◆ **WHAT THIS TASK INVOLVES**: Repeat the whole listing exactly.

◆ **THE DATA**:
##########

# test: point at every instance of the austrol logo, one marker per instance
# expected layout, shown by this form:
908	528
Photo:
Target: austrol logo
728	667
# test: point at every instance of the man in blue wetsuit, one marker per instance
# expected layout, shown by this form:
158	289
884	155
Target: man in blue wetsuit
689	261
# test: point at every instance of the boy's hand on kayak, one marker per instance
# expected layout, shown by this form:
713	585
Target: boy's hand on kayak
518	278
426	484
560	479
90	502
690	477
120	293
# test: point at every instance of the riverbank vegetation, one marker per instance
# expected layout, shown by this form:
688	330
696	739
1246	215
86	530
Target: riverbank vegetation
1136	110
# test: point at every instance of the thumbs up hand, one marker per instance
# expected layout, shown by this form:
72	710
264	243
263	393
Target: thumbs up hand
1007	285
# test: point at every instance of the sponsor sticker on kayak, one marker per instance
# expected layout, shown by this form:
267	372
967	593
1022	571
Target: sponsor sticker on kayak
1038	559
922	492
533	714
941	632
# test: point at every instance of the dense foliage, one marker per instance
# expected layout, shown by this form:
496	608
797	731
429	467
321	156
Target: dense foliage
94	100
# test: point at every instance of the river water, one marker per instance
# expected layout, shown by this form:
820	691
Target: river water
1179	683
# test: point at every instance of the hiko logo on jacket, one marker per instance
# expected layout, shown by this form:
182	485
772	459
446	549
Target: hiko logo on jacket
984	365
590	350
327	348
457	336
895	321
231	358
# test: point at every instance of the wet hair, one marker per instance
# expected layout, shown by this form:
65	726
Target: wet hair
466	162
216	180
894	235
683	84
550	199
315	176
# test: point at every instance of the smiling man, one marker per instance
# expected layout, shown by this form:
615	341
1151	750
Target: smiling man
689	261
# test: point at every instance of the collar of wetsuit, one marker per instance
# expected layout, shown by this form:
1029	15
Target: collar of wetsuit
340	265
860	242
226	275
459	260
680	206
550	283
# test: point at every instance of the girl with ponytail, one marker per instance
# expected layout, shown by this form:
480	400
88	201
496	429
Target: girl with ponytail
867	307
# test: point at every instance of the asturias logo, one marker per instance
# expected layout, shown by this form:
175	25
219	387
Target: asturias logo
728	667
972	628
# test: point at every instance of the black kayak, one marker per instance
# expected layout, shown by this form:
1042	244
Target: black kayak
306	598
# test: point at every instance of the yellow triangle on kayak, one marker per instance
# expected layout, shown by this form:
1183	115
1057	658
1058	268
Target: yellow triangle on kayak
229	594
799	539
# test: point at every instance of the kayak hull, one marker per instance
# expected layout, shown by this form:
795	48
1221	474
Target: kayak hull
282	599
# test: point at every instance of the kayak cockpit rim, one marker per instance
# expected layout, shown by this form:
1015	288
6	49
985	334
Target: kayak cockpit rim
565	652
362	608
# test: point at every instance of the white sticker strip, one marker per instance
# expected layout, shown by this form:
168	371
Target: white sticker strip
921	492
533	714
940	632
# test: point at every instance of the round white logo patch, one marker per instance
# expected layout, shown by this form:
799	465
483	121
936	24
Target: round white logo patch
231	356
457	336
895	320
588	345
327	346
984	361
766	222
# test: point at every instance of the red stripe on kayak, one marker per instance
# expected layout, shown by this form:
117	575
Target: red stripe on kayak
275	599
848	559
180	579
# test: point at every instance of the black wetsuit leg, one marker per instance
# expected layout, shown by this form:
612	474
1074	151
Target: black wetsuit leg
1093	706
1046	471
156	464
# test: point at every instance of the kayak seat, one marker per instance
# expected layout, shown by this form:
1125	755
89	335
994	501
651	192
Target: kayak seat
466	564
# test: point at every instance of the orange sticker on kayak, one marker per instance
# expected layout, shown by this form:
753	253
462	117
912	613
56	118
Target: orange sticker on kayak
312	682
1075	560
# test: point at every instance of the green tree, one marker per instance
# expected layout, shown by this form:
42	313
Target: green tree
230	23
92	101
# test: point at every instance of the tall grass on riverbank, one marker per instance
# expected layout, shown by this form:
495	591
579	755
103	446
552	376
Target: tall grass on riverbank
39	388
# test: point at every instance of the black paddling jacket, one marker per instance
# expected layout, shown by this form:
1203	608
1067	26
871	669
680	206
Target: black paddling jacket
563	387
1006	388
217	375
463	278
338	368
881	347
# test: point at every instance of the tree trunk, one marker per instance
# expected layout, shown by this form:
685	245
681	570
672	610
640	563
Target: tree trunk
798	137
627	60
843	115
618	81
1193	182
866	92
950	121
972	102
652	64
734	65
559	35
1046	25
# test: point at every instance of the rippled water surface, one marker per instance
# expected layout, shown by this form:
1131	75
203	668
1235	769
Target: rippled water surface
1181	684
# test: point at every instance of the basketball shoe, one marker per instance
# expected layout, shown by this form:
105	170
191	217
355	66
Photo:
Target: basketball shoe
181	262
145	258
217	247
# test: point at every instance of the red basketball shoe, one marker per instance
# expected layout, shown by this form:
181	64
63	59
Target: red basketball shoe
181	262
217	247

##########

◆ **PROBLEM SOLUTION**:
# test: point at every instance of the austrol logo, one marker per instance
# expected layout, shown by this form:
908	528
Photo:
Target: austrol logo
728	667
# test: point at every instance of the man in blue wetsuit, one marker per instance
# expected layout, shown by this form:
158	289
884	155
Target: man in blue wetsuit
689	261
# test: point at every instance of the boy's hand on kayak, one marker per instance
# expected layout, shown by this form:
713	585
Target: boy's hand on kayak
518	278
426	484
560	479
90	502
690	477
120	293
# test: point at every instance of the riverbank vegetation, one marker per instance
# expected layout, shown by this form:
688	330
696	739
1246	215
86	530
Target: riverbank vegetation
1136	110
# test: point at every instance of the thumbs up hand, one marker per instance
# expected layout, shown by this form:
72	710
264	243
263	393
Target: thumbs up hand
1007	285
# test: point at every instance of the sponsor sticker on kayak, one marker per instance
# expected layout, shown by this form:
267	372
967	593
1022	571
Target: sponsor sticker on kayak
1038	559
922	492
533	714
941	632
# test: point at every instance of the dense foliage, one marker per instance
# expected layout, shown by this form:
496	608
797	731
429	467
321	156
Target: dense foliage
94	100
# test: point at every instance of the river water, one marker per instance
# expected layout, shown by this form:
820	691
Target: river water
1179	683
# test: point at every instance of the hiko logo on jacket, one marker per instance
# expected layout, shown by this form:
182	485
772	459
446	549
Target: hiko logo on jacket
984	365
590	350
327	348
457	336
895	321
231	358
# test: point at every instance of the wet hair, one marker per instance
# expected layout, shown by this form:
65	726
Target: wet hair
466	162
216	180
894	235
683	84
550	199
315	176
# test: point at every instance of the smiling man, one marker per instance
# expected layout, shown by this form:
615	341
1151	750
Target: smiling man
689	261
# test: point at every instance of the collar of wetsuit, one marker per instance
# expected layout, shown by this form:
1029	15
Target: collar of wetsuit
340	265
860	242
226	275
459	260
680	206
550	283
# test: point at every instance of the girl with ponytail, one marker per instance
# expected layout, shown by this form:
480	400
88	201
496	429
Target: girl with ponytail
867	307
# test: point at every instance of the asturias logo, one marker per instance
# expected layout, shown by this form:
175	25
219	387
Target: asturias logo
728	667
972	628
# test: point at every instance of the black kayak, one marker per instance
# expected layout, shown by this form:
1042	244
Target: black kayak
306	598
# test: point at every instance of the yellow triangle on kayak, one marker per instance
# expected layout, shown by this form:
1183	115
1057	658
1058	268
Target: yellow triangle on kayak
229	594
799	539
# test: point at every instance of the kayak hull, one marker per instance
# expected layout, shown by this form:
795	48
1221	474
Target: kayak hull
282	599
# test: point at every instance of the kayak cockpit rim, one marker per instance
# expected layout, shown by this form:
1015	288
6	49
985	334
Target: kayak cockpit rim
565	652
362	608
# test: point at every instance of the white sticker strip, one marker per instance
# expected layout, shown by this form:
168	371
Target: white sticker strip
921	492
533	714
940	632
# test: point at every instance of the round white logo patch, one marker per instance
# expected layout, shown by this form:
799	465
483	121
936	24
Target: round white logo patch
231	356
457	336
895	320
588	345
327	346
984	361
766	222
# test: point at every instance of the red stripe on kayak, one marker per instance
# expected layout, shown by this form:
117	575
Target: red stripe on kayak
275	599
848	559
180	579
# test: point at every instance of the black wetsuit leg, one marker per instance
# expected layout, shown by this form:
612	474
1074	151
Target: black wetsuit leg
1093	706
1046	471
156	464
# test: point at every instance of the kayak seat, one marker per instance
# expected layout, shown by this form:
1125	755
89	335
994	501
651	192
Target: kayak seat
466	564
# test: point at every instance of the orange sticker on kayak, one marker per instance
# expected layout, shown by this form:
753	253
462	117
912	613
56	118
Target: orange sticker on kayak
312	682
1075	560
# test: point at every instance of the green tree, one marker per instance
# expected layout, shown by this form:
42	313
Target: green tree
230	23
92	101
# test: point at every instance of the tall grass on riverbank, one marker per instance
# expected layout, shown by this form:
495	591
579	755
103	446
552	376
Target: tall grass on riverbank
39	388
# test: point at every instance of the black paddling jacket, one marker per instance
# expected layout, shown by this form:
1203	608
1067	26
871	669
680	206
Target: black paddling jacket
563	387
1006	388
217	375
463	278
338	368
881	347
# test: point at every instance of the tree trunk, one marker per instance
# expected layout, shown by this form:
685	245
681	570
672	610
640	563
Target: tree trunk
798	137
627	60
843	115
618	81
1193	182
866	92
950	121
972	102
652	64
734	65
559	35
1046	25
# test: point at every instance of the rippled water surface, one marker per instance
# expected layout, shown by this form:
1131	75
203	668
1235	769
Target: rippled water surface
1181	684
# test: point at every instance of the basketball shoe, one marker per instance
# expected layout, shown by this form:
105	170
191	217
355	66
Photo:
Target: basketball shoe
181	262
145	258
217	247
# test: point at every instance of the red basketball shoe, one marker per instance
# expected layout, shown by this form:
181	64
63	59
Target: red basketball shoe
181	262
217	247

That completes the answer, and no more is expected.